• _DATA TO PROCESS_
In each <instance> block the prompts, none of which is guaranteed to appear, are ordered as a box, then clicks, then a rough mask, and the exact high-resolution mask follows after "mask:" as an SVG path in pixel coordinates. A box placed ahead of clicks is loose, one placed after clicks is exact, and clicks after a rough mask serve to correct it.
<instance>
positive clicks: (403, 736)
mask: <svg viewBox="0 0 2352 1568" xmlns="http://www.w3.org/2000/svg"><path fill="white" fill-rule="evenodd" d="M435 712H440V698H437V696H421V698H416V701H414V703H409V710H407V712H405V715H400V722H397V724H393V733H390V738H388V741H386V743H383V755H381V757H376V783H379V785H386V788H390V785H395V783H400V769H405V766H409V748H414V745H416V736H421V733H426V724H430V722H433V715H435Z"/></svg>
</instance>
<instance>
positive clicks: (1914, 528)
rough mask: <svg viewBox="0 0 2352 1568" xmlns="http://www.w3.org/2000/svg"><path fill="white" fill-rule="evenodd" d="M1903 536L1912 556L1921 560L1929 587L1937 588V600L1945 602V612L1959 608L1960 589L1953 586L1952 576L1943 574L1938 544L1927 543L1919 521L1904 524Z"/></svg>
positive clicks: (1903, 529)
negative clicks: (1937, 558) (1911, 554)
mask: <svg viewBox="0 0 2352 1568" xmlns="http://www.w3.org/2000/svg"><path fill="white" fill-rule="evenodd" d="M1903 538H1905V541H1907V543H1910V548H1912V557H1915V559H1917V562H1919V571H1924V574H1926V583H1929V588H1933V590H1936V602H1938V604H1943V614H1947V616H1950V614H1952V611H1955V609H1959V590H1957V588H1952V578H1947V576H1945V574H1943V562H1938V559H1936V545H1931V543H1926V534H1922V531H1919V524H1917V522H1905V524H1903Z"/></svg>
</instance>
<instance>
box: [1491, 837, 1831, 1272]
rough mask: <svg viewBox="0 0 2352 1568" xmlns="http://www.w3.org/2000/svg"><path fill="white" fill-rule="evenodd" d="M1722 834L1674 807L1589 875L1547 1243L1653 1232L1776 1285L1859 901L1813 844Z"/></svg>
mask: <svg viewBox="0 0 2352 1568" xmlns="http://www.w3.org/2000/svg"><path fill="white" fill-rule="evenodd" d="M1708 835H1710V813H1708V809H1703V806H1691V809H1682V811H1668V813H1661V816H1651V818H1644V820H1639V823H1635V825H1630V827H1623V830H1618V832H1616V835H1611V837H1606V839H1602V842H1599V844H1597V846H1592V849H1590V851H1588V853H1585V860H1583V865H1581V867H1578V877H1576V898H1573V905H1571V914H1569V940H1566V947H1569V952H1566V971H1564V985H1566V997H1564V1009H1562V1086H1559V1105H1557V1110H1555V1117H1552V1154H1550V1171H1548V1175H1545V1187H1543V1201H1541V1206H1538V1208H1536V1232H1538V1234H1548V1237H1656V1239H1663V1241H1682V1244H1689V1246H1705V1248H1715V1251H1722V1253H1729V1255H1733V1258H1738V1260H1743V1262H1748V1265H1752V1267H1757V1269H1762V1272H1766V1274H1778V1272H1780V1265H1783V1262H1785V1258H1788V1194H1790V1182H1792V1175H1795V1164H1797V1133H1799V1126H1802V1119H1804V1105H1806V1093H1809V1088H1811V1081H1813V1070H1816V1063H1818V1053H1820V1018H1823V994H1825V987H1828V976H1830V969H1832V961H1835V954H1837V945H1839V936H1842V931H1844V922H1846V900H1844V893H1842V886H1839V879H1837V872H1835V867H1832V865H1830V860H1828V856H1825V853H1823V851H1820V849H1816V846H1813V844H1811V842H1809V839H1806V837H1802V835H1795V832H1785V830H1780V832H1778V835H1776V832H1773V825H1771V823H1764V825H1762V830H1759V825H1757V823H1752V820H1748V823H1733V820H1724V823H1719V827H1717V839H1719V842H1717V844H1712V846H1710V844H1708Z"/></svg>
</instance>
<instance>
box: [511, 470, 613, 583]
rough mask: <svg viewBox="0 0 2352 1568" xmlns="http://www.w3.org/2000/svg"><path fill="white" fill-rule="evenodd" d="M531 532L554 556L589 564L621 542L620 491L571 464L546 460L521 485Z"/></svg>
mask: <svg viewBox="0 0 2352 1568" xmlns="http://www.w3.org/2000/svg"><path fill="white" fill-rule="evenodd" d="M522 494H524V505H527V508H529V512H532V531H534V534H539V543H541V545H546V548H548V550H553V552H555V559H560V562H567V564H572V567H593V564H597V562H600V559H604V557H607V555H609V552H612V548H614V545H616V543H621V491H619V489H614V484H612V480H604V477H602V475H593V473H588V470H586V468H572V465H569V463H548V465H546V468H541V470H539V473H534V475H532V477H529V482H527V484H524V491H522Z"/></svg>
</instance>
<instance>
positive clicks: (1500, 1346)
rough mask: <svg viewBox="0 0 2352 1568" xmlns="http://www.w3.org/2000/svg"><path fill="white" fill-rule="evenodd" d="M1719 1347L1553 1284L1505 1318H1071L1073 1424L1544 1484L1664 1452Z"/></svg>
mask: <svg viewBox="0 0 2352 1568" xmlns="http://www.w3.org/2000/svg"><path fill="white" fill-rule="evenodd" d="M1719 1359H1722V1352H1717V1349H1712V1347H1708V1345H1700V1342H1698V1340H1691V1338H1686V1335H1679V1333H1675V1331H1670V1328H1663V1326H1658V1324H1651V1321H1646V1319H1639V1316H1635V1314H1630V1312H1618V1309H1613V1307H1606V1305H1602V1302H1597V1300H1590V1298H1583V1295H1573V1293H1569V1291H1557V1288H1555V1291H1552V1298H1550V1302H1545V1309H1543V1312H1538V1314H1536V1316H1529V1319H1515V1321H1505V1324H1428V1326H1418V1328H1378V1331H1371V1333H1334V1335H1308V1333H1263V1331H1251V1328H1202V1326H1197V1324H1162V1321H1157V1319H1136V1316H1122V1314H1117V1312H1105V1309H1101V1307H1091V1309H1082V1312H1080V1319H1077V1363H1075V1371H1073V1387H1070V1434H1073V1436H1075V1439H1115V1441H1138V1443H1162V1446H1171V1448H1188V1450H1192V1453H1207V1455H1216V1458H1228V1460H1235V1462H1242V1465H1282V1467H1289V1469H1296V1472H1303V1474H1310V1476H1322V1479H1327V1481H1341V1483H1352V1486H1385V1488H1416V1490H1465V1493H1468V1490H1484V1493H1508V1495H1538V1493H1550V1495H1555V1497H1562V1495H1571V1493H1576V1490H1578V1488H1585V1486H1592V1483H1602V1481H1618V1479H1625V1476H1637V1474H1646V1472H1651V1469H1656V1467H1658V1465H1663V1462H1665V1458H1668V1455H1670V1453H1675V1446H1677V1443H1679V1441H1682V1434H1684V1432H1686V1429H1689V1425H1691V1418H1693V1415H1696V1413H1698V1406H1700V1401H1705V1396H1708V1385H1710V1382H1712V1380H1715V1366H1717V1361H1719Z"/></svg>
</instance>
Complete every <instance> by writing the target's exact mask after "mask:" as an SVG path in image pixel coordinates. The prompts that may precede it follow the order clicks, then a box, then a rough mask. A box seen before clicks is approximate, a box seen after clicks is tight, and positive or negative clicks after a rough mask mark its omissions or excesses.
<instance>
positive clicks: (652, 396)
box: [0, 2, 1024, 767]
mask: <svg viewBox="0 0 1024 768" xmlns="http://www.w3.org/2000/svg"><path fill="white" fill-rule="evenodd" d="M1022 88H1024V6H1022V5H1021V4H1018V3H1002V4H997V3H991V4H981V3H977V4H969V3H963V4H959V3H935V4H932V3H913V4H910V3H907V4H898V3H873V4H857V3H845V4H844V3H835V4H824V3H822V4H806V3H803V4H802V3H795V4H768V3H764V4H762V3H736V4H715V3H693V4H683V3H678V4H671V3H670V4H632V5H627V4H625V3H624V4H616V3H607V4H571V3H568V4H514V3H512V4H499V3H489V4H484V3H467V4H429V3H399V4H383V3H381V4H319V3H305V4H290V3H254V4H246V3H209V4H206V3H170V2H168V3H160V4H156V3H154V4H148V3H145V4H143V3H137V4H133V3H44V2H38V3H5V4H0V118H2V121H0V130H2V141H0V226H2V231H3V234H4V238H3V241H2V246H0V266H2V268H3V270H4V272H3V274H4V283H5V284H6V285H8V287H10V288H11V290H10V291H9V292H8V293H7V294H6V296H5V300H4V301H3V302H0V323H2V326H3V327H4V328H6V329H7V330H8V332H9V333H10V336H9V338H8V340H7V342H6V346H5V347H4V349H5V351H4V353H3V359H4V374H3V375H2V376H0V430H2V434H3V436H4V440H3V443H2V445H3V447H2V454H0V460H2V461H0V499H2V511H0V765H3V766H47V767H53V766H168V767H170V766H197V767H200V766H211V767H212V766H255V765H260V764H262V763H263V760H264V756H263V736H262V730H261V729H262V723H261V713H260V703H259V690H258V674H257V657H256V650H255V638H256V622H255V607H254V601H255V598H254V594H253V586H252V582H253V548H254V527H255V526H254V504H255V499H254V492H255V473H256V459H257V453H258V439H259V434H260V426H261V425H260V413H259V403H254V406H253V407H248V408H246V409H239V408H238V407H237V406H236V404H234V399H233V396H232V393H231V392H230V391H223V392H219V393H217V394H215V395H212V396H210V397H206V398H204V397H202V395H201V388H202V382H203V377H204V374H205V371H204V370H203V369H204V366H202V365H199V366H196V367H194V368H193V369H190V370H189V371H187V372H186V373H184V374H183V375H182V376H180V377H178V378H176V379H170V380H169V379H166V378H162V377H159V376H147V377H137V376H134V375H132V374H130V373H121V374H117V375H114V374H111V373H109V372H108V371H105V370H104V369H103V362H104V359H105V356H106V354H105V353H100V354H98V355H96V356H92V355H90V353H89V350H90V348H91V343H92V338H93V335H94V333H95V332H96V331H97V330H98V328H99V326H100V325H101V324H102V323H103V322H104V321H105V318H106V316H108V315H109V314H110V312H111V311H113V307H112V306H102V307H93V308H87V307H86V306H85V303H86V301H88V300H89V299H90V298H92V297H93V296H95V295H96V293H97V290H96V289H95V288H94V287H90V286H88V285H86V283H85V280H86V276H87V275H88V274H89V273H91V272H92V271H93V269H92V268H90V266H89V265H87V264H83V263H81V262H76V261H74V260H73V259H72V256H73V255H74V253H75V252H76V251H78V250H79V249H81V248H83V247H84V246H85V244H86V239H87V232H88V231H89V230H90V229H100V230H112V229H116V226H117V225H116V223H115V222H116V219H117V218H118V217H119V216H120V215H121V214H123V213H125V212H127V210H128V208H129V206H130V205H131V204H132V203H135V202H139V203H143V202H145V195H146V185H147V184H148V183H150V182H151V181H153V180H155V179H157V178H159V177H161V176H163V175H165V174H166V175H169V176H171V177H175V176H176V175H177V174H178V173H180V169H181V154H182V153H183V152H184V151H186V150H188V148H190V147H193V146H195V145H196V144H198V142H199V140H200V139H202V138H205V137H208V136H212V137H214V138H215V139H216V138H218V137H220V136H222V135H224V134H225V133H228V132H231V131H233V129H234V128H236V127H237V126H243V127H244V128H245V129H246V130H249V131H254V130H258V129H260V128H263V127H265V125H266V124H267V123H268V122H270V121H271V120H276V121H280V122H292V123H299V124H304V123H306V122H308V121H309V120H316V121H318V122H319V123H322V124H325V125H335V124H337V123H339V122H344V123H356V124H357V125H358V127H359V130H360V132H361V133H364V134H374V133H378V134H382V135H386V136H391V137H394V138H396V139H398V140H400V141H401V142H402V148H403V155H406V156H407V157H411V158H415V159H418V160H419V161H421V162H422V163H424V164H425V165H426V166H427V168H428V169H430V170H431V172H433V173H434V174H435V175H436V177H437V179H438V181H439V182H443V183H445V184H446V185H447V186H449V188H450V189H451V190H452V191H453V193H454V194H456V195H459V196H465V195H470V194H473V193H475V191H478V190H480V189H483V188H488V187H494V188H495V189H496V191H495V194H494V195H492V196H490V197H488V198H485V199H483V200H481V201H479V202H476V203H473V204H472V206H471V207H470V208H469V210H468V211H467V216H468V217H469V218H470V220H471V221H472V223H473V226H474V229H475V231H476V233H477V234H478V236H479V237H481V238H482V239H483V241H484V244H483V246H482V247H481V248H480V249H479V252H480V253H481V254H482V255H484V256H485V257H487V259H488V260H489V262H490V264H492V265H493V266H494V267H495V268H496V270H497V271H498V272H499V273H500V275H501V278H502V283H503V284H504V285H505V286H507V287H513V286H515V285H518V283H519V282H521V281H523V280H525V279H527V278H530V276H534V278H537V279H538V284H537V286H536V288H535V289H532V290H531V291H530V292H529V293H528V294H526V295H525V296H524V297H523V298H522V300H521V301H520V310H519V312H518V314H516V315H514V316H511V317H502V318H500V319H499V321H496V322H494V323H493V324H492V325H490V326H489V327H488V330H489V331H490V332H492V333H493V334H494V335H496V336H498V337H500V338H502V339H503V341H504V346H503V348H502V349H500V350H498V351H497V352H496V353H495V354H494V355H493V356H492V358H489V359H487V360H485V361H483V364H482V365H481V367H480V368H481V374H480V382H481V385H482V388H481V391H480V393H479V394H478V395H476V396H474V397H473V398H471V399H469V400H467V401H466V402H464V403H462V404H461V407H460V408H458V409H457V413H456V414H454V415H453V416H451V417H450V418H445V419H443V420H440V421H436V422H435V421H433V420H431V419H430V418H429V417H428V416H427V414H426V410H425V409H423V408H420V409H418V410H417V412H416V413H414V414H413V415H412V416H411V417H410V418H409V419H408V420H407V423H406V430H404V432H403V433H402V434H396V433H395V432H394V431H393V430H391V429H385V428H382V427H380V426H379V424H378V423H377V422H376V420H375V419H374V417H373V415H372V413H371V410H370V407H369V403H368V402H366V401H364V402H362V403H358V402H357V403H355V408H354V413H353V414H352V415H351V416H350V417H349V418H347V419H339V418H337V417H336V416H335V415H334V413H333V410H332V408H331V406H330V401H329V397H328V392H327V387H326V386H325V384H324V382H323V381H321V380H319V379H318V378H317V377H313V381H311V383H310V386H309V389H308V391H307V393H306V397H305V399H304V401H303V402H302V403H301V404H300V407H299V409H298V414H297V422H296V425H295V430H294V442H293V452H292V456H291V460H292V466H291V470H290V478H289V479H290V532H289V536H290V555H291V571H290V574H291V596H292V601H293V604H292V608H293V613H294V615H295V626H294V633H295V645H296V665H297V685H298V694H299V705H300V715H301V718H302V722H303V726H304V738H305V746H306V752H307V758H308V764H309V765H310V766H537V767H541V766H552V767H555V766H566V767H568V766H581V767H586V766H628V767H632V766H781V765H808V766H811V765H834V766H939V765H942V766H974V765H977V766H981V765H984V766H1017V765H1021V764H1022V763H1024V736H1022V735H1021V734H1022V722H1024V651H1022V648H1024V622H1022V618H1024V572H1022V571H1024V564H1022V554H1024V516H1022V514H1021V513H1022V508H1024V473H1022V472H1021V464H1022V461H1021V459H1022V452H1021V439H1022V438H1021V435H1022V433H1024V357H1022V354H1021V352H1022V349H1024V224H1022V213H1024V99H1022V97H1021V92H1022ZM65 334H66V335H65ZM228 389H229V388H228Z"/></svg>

• _DESCRIPTION OF THE TASK_
Duplicate the stretch of lines from the start of the records through the line containing "positive clicks: (403, 736)", keeping every character the same.

• _OUTPUT FOR THIS EXERCISE_
In each <instance> block the prompts, none of which is guaranteed to appear, are ordered as a box, then clicks, then a rough mask, and the exact high-resolution mask follows after "mask:" as an SVG path in pixel coordinates. A box placed ahead of clicks is loose, one placed after clicks is exact, and clicks after a rough mask serve to correct it.
<instance>
positive clicks: (403, 736)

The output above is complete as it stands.